**TASK REQUIREMENTS**: Your copy of the material must match it exactly, except that pictures are dropped.
Start of DATASET EXTRACT
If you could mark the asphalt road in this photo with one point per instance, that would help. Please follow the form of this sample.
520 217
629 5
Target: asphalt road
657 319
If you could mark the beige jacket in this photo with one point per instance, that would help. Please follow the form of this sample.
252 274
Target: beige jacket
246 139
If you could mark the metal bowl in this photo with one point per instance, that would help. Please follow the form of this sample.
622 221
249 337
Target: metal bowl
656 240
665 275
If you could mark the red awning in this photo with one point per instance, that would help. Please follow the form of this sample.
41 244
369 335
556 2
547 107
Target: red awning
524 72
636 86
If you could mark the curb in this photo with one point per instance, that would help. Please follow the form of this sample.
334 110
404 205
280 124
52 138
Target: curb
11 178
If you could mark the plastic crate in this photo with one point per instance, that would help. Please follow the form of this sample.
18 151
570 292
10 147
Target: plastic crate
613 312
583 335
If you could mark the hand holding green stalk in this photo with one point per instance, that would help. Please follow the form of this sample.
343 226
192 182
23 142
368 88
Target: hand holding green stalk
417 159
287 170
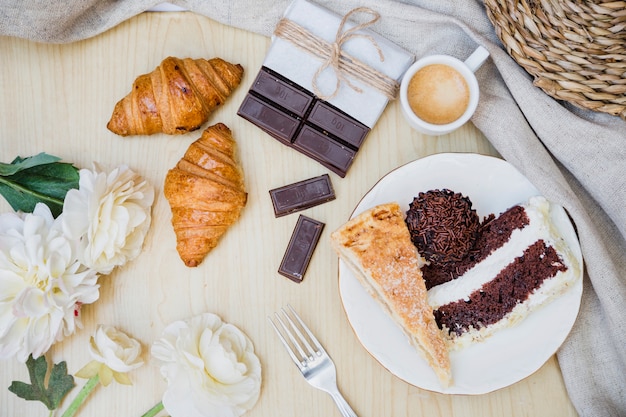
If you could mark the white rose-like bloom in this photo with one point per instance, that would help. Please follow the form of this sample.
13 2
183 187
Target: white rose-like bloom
109 214
210 367
42 284
115 349
114 353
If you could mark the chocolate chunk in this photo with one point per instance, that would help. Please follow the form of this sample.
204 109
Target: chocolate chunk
302 195
297 118
281 126
303 241
328 152
282 93
338 124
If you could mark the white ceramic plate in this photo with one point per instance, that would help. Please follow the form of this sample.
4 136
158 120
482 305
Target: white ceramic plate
508 356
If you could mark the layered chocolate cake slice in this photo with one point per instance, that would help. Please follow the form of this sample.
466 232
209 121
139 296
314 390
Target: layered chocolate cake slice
517 263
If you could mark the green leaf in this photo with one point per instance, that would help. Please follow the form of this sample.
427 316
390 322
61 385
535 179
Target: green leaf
19 163
37 179
59 383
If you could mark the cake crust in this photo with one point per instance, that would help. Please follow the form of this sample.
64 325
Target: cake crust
377 247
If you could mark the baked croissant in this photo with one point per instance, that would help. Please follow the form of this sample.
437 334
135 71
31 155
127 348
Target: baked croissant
206 193
176 98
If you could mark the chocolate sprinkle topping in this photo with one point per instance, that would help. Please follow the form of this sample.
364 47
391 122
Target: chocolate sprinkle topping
443 225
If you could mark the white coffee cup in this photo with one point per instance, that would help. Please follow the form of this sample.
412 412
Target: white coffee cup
465 100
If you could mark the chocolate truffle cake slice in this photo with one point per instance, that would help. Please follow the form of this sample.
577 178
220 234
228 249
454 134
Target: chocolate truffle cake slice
528 270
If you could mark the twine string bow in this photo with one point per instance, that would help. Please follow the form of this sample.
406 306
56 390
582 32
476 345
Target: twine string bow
333 56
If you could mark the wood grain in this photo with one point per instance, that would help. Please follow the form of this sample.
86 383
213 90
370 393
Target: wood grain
58 99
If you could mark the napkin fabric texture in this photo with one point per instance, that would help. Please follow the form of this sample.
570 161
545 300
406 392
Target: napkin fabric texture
577 158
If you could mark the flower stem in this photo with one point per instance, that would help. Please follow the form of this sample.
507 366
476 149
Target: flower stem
154 410
82 395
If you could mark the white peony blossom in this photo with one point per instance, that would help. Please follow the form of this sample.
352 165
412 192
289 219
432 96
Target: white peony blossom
42 284
114 353
210 367
109 215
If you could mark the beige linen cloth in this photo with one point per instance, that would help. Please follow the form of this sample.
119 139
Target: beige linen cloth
576 158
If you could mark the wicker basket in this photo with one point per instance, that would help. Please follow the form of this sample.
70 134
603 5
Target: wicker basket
574 49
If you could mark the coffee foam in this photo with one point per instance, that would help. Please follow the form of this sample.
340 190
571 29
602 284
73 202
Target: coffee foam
438 94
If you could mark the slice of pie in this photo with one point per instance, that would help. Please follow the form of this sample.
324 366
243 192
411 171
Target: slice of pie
376 246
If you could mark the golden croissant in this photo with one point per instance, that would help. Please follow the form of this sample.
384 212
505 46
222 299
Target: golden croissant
176 98
206 193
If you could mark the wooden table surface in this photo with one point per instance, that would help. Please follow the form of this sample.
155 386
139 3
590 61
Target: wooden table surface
58 99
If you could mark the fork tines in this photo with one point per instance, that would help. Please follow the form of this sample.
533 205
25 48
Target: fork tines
302 346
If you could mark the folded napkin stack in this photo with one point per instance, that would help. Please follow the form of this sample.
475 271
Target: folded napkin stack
576 157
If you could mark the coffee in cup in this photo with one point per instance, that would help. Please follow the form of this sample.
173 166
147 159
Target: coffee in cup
438 94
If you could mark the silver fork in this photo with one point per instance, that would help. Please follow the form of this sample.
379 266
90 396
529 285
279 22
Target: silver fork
309 356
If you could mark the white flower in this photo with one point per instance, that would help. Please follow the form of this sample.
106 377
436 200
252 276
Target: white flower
109 214
210 367
42 284
114 353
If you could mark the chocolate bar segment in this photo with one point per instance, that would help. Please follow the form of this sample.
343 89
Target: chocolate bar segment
278 124
330 153
297 118
303 241
282 93
338 124
302 195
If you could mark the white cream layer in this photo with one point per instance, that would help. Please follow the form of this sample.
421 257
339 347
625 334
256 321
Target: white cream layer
540 227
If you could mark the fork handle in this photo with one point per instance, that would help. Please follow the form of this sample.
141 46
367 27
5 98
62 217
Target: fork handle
342 404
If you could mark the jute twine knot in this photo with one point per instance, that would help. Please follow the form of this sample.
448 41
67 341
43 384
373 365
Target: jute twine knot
333 56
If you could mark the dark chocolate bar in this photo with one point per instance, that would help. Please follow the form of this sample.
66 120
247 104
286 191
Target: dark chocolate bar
302 195
303 241
297 118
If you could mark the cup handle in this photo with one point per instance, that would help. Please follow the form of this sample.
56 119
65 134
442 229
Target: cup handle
477 58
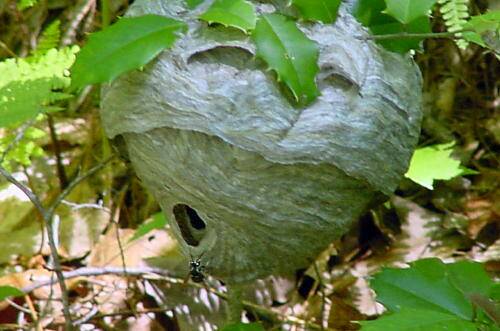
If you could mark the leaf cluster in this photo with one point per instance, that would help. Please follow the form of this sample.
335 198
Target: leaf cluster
435 296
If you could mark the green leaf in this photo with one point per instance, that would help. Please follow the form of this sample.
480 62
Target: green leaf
402 45
418 320
49 39
470 277
288 51
485 22
435 163
370 14
27 85
318 10
24 4
485 30
193 3
243 327
495 292
9 291
236 13
126 45
159 221
426 285
406 11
End of DATASET EXTRACT
**ANSWER FOR THIS EXERCISE**:
If you could mark the asphalt road in this photo with one point per instance, that would help. Please follow the form of this sample.
520 217
629 5
Target: asphalt road
657 319
If you could mark the beige jacket in this photo with one point per instance, that would help. Please follow the form of this sample.
252 274
Target: beige jacket
246 139
If you could mark the metal bowl in this photo with one point per instance, that would help. Please follow the form of this sample.
622 221
249 337
Target: metal bowl
656 240
665 275
If you could mark the red awning in this photo with one point per instance, that would help. Please follow the form of this sample.
41 244
369 335
556 2
547 107
Target: red awning
524 72
636 86
If you could mark the curb in this photo with one point per instance, that would help. Please follow the form of this sample.
334 110
404 205
280 124
52 138
Target: curb
11 178
If you could mark the plastic crate in this photo with one point per instance, that would help. Please follow the form of this sample.
18 151
570 292
10 147
Target: plastic crate
613 312
583 335
If you could mark the hand holding green stalk in this photo with one point per instance, that would help. Please follow the form of this sample.
343 226
192 182
23 142
368 88
Target: hand holding green stalk
417 159
287 170
If you could mark the white rose-like bloom in this photo with one point per instance, that would help. Please follow the form of this sample.
13 2
183 187
Target: white rose-like bloom
109 214
210 367
42 284
115 349
114 353
If you could mark the chocolate chunk in this photo with one point per instance, that would help. Please follow the form of this sample.
204 109
Target: chocolate chunk
302 195
297 118
281 126
303 241
328 152
282 93
338 124
If you could mark the white ceramic plate in this photo with one point per instance, that would help. Please follow the form of this sample.
4 136
158 120
482 305
Target: white ceramic plate
508 356
If you could mark the layered chocolate cake slice in this photo with one point per instance, that would help. Please follow the form of this sample.
466 232
209 121
139 296
314 390
Target: layered chocolate cake slice
517 263
If you could mark the green leaf in this photo with one point per instance, that would help. Please follow the form of this sample.
427 316
390 322
61 385
535 179
Target: green leaf
19 163
37 179
59 383
If you could mark the cake crust in this photo with one point per instance, that would help. Please follow the form of this sample.
64 325
Target: cake crust
377 247
If you could mark the baked croissant in this photo with one point per instance, that would help. Please follow the form of this sample.
437 334
135 71
31 155
127 348
Target: baked croissant
206 193
176 98
If you could mark the chocolate sprinkle topping in this photo with one point per instance, that would help. Please follow the form of this sample.
364 47
391 122
Target: chocolate sprinkle topping
443 225
If you could mark the white coffee cup in this photo with one point per instance, that would help. Please follow the form of this sample.
412 412
Target: white coffee cup
465 100
If you could mark the chocolate truffle cake slice in this photo with one point per instance, that would help. Please follow the form of this sample.
577 178
220 234
228 249
454 134
Target: chocolate truffle cake slice
528 270
If you could mark the twine string bow in this photo with one point per instance, that would help. Please follow the form of this sample.
406 306
56 390
582 32
476 345
Target: twine string bow
333 56
If you could mark the wood grain in this photo with one point per instance, that would help. Please follow the form of this sample.
86 383
213 90
370 393
Target: wood grain
58 99
If you could mark the napkin fabric texture in this photo with one point per instance, that would help. Please follow the form of this sample.
570 161
545 300
406 392
Target: napkin fabric texture
577 158
If you could mark the flower stem in this photo with one point per instance, that would help. Please follow the form of this sample.
507 366
476 149
Target: flower stem
154 410
82 395
If you could mark the white peony blossom in this photo with one point per instance, that would help. Please follow the form of this sample.
352 165
412 192
289 219
432 96
Target: white peony blossom
42 284
114 353
210 367
109 215
If you could mark the beige linen cloth in this photo with one point per instance, that would help. Please follow the form of this sample.
119 139
Target: beige linen cloth
576 158
If you could mark the wicker basket in this photo with one point per instance, that would help. Please follow the form of this sample.
70 134
603 5
Target: wicker basket
574 49
If you could mark the coffee foam in this photo with one point per instance, that would help. Please follow the form of this sample.
340 190
571 29
602 284
73 202
Target: coffee foam
438 94
If you could mark the slice of pie in this photo with one point per instance, that would help. Please follow the form of this sample.
324 366
243 192
411 171
Target: slice of pie
376 246
If you could mark the golden croissant in this photo with one point per instance, that would help. Please follow the form of this sample.
384 212
505 46
222 299
Target: golden croissant
176 98
206 193
If you could mark the wooden table surface in this photo with one point per instance, that would help. Please follow the form of this sample.
155 386
139 3
590 61
Target: wooden table surface
58 99
If you could mark the fork tines in this photo with one point per instance, that would help. Please follow the form of this sample.
533 205
25 48
Target: fork tines
302 346
If you could mark the folded napkin stack in this photo with one point per instance, that would help. Please follow the form of this sample.
475 271
Target: folded napkin stack
576 157
If you could mark the coffee in cup in this photo with one point per instance, that would help. Please follow the form of this sample.
173 166
147 159
Target: coffee in cup
438 94
If you could mark the silver fork in this photo with one point per instance, that would help. Please follow the form of this sample.
379 266
90 396
529 285
279 22
Target: silver fork
309 356
If you could mark the white flower in this photo with one point per instance, that would help. Please follow the form of this sample.
106 377
436 200
252 276
Target: white flower
109 214
210 367
42 284
114 353
If you could mark the chocolate bar segment in this photo with one point per instance, that would help. Please follow the form of this sample.
343 89
Target: chocolate bar segment
278 124
330 153
297 118
303 241
282 93
338 124
302 195
If you could mark the white cream layer in this photo with one point per instance, that would help. Please follow the form of this sample.
421 257
339 347
625 334
256 321
Target: white cream layer
540 227
If you could mark the fork handle in this photo with one point per instance, that would help. Please follow the form of this sample.
141 46
367 27
5 98
62 217
Target: fork handle
342 404
If you could mark the jute twine knot in this photo with one point per instance, that would help. Please follow the form of this sample.
448 41
67 341
43 384
373 365
Target: jute twine knot
333 56
If you could mark the dark chocolate bar in this photo with one point per instance, that would help. Please follow the form of this sample.
66 120
247 104
286 191
Target: dark chocolate bar
302 195
303 241
297 118
If you could mark the cup handle in this photo with one point per instance, that would help. Please follow the form of this sample.
56 119
65 134
442 229
Target: cup handle
477 58
If you could mark the leaf cluster in this photo with one point per instance, that would help. Please follow the form of this sample.
335 198
Target: leaf cluster
435 296
If you could mark the green leaf in this photo with one point per instance, that would help. Please follow the form of this sample.
480 62
Target: green leaf
402 45
418 320
49 39
470 277
288 51
485 22
435 163
370 14
27 85
318 10
24 4
485 30
193 3
243 327
495 292
9 291
236 13
126 45
159 221
426 285
406 11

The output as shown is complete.